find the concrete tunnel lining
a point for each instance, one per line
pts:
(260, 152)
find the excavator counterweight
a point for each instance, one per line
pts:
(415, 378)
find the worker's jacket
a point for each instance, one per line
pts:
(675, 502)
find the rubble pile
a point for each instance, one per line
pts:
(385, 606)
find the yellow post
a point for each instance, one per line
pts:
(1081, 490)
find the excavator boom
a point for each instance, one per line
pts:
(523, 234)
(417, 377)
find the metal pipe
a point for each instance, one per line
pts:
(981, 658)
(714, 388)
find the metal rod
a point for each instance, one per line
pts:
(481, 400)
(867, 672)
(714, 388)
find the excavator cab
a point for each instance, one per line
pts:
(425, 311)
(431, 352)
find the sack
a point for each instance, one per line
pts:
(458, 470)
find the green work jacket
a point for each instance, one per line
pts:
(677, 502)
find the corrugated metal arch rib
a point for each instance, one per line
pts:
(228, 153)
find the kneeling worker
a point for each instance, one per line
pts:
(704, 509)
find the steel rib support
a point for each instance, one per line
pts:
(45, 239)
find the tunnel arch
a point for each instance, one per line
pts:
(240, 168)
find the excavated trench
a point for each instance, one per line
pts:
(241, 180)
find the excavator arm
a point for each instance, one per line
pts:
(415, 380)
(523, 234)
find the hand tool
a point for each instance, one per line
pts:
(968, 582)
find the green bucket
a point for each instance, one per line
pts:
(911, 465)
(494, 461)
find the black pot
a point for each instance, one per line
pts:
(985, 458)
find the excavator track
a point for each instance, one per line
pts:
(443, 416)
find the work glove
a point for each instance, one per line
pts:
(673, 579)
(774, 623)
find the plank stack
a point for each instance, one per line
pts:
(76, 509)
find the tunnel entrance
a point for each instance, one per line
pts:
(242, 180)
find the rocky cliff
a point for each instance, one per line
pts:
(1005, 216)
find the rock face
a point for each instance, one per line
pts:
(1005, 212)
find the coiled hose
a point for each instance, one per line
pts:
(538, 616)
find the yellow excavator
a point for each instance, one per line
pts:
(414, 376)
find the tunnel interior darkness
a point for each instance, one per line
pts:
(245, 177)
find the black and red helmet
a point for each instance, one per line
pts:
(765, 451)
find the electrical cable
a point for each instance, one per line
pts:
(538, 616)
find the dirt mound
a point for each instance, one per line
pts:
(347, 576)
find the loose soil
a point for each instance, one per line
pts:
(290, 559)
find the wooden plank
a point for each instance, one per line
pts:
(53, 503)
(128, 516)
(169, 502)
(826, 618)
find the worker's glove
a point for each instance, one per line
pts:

______

» Written task: Reproduce all of the lines above word for word, from the first to the last, without changing anything.

» Answer to this problem:
find the concrete tunnel lining
a point for each instance, one per line
pts:
(260, 152)
find the excavator counterweight
a point for each instance, one per line
pts:
(415, 378)
find the worker's jacket
a point for each instance, one per line
pts:
(675, 502)
find the rubble pile
a point for each instance, one per line
pts:
(385, 606)
find the yellow post
a point for each instance, one per line
pts:
(1081, 490)
find the excavator boom
a point for each instance, one per line
pts:
(523, 234)
(417, 377)
find the metal pipe
a point for each instance, one per line
pts:
(981, 658)
(714, 388)
find the metal rod
a point for each instance, one per line
pts:
(481, 400)
(867, 672)
(714, 388)
find the excavator cab
a point for each instance, one per line
pts:
(425, 311)
(431, 352)
find the sack
a point for each instance, one per line
pts:
(458, 470)
find the green work jacket
a point for each instance, one per line
pts:
(677, 502)
find the corrugated metal arch rib
a point for each instance, one per line
pts:
(228, 153)
find the kneeling worker
a point for each instance, one per line
pts:
(704, 509)
find the steel rib support
a point for each instance, one per line
pts:
(45, 239)
find the tunnel arch
a point for each instance, one per line
pts:
(240, 168)
find the excavated trench
a point for each instance, one per line
pts:
(241, 180)
find the excavator arm
a point for each instance, one per line
pts:
(415, 380)
(523, 234)
find the hand tool
a point for each instance, one per line
pts:
(968, 582)
find the green bucket
a point for each instance, one per line
pts:
(911, 465)
(494, 461)
find the black pot
a point for each instance, one per line
pts:
(985, 458)
find the excavator track
a point for each instance, one per line
pts:
(443, 416)
find the work glove
a point for each instance, one per line
pts:
(673, 579)
(774, 623)
find the plank stack
a point for each instance, one per line
pts:
(76, 509)
find the tunnel entrance
a point for each instance, one per line
pts:
(242, 180)
find the rocky cliff
a point for each instance, one per line
pts:
(1005, 216)
find the rock face
a point for each instance, one per line
pts:
(1005, 212)
find the coiled hose
a point for each instance, one per line
pts:
(538, 616)
find the yellow excavator
a point for each instance, one per line
pts:
(414, 376)
find the tunnel interior darkness
a point for each instance, one per line
pts:
(245, 177)
find the black and red helmet
a point for each instance, one per line
pts:
(765, 451)
find the electrical cable
a point for each instance, one per line
pts:
(538, 616)
find the dirt mound
a point for each instance, one per line
pts:
(347, 576)
find the loose soil
a point for each instance, one per line
pts:
(290, 559)
find the wooden plank
a point for each instance, one per line
pts:
(53, 503)
(128, 516)
(169, 502)
(826, 618)
find the worker's glove
a point for each instance, one per line
pts:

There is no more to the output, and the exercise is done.